--- START Dataset excerpts ---
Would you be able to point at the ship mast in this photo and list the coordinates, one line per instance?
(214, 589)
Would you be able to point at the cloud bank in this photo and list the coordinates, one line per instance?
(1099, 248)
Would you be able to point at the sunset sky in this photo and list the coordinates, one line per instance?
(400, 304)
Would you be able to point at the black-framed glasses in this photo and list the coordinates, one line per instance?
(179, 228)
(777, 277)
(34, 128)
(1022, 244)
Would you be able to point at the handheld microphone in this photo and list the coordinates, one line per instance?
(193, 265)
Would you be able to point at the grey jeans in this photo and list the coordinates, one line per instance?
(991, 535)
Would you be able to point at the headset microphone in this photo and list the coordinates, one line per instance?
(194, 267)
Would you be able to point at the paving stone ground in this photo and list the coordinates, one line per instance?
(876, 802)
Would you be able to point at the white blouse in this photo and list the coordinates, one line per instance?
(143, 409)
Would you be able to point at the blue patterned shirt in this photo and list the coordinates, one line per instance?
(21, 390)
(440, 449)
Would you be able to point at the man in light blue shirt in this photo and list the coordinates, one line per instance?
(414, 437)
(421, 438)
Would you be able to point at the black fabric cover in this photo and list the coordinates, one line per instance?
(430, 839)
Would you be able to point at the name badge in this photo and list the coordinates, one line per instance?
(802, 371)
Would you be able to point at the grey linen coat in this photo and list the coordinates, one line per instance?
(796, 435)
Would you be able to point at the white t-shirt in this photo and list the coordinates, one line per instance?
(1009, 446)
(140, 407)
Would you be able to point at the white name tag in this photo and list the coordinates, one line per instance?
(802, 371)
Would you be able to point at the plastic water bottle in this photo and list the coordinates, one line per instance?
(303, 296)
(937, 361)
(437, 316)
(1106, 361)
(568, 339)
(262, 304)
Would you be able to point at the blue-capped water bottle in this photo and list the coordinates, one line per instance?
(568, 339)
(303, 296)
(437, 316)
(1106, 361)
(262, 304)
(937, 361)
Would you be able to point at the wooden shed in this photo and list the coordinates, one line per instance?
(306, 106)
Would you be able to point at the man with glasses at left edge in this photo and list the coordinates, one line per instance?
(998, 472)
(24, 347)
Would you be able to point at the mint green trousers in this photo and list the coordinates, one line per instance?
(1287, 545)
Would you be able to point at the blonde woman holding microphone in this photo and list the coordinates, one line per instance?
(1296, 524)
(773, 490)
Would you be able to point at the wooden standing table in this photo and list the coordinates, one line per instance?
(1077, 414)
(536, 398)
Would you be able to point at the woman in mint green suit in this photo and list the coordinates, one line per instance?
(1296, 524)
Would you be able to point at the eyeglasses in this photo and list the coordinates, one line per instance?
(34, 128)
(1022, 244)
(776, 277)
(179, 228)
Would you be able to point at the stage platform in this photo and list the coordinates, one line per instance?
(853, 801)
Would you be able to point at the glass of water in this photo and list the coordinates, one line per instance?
--- END Dataset excerpts ---
*Exercise description*: Format every row above as a numbered list, leaving out any blank lines.

*Result of this exercise*:
1. Would you be able to point at the ship mast in this photo and list the coordinates, one line per instance?
2. (214, 589)
3. Would you be able to point at the cloud bank in this photo and list the coordinates, one line per instance?
4. (1099, 248)
5. Would you be able to point at the sunset sky in this photo and list the coordinates, one line per instance?
6. (400, 304)
7. Would you be able to point at the black-framed glasses in this photo and list the coordinates, one line per instance?
8. (179, 228)
9. (777, 277)
10. (34, 128)
11. (1022, 244)
12. Would you be able to point at the handheld microphone in this photo and list the coordinates, one line per instance?
13. (193, 265)
14. Would you be able to point at the grey jeans in this photo and list the coordinates, one line per instance?
15. (991, 535)
16. Would you be able to point at the headset microphone in this photo and list the coordinates, one line per instance?
17. (194, 267)
18. Would you be able to point at the paving stone ground in this photo and list the coordinates, one line per instance?
19. (876, 802)
20. Would you be able to point at the white blouse in this photo and list the coordinates, one line per instance?
21. (143, 409)
22. Would you be able to point at the blue patterned shirt in this photo and list the coordinates, one line per instance?
23. (21, 390)
24. (440, 449)
25. Would you be able to point at the man in light blue shirt in this photo and list the coordinates, one line per instance?
26. (414, 437)
27. (421, 438)
28. Would you be able to point at the black fabric cover in this photo and list the coordinates, one line per instance?
29. (430, 839)
30. Would you be able to point at the name badge in this photo and list the coordinates, one line per instance?
31. (802, 371)
32. Would you be able to point at the grey linen coat in this photo and list the coordinates, one line per instance?
33. (796, 435)
34. Would you be able to point at the white t-shirt in this photo and list the coordinates, one line per instance?
35. (1009, 446)
36. (140, 407)
37. Would you be able to point at the white name tag in this photo and list the coordinates, one line per instance?
38. (802, 371)
39. Would you be able to point at the plastic water bottle in this photo and list the coordinates, one line per instance?
40. (303, 296)
41. (937, 361)
42. (437, 316)
43. (1106, 361)
44. (568, 339)
45. (262, 304)
46. Would you be able to point at the blue-capped water bottle in this photo and list the coordinates, one line per instance?
47. (568, 339)
48. (303, 296)
49. (437, 316)
50. (1106, 361)
51. (262, 304)
52. (937, 361)
53. Would you be able to point at the wooden shed in this photo and list the coordinates, one line per instance?
54. (306, 106)
55. Would you be able to point at the man with glasses at left edge in this photo and list the coordinates, one line per instance?
56. (998, 472)
57. (24, 347)
58. Would you be able to point at the mint green trousers in this photo and list the coordinates, one line per instance?
59. (1287, 545)
60. Would you be able to point at the blonde woman holding microphone in this photo and list the coordinates, one line per instance?
61. (1296, 524)
62. (773, 490)
63. Would you be able to point at the wooden standing table in this photo and list the coordinates, one line per instance?
64. (1077, 414)
65. (536, 398)
66. Would you be able to point at the woman in mint green suit in this photo and list the coordinates, one line per instance?
67. (1296, 524)
68. Would you be able to point at the eyeglasses in this photo and list the coordinates, one line per instance?
69. (34, 128)
70. (1022, 244)
71. (776, 277)
72. (179, 228)
73. Would you be able to point at the stage platform in this photo and list the coordinates, one line per instance?
74. (853, 801)
75. Would you be able to point at the glass of water in this photo and list the coordinates, one line per instance?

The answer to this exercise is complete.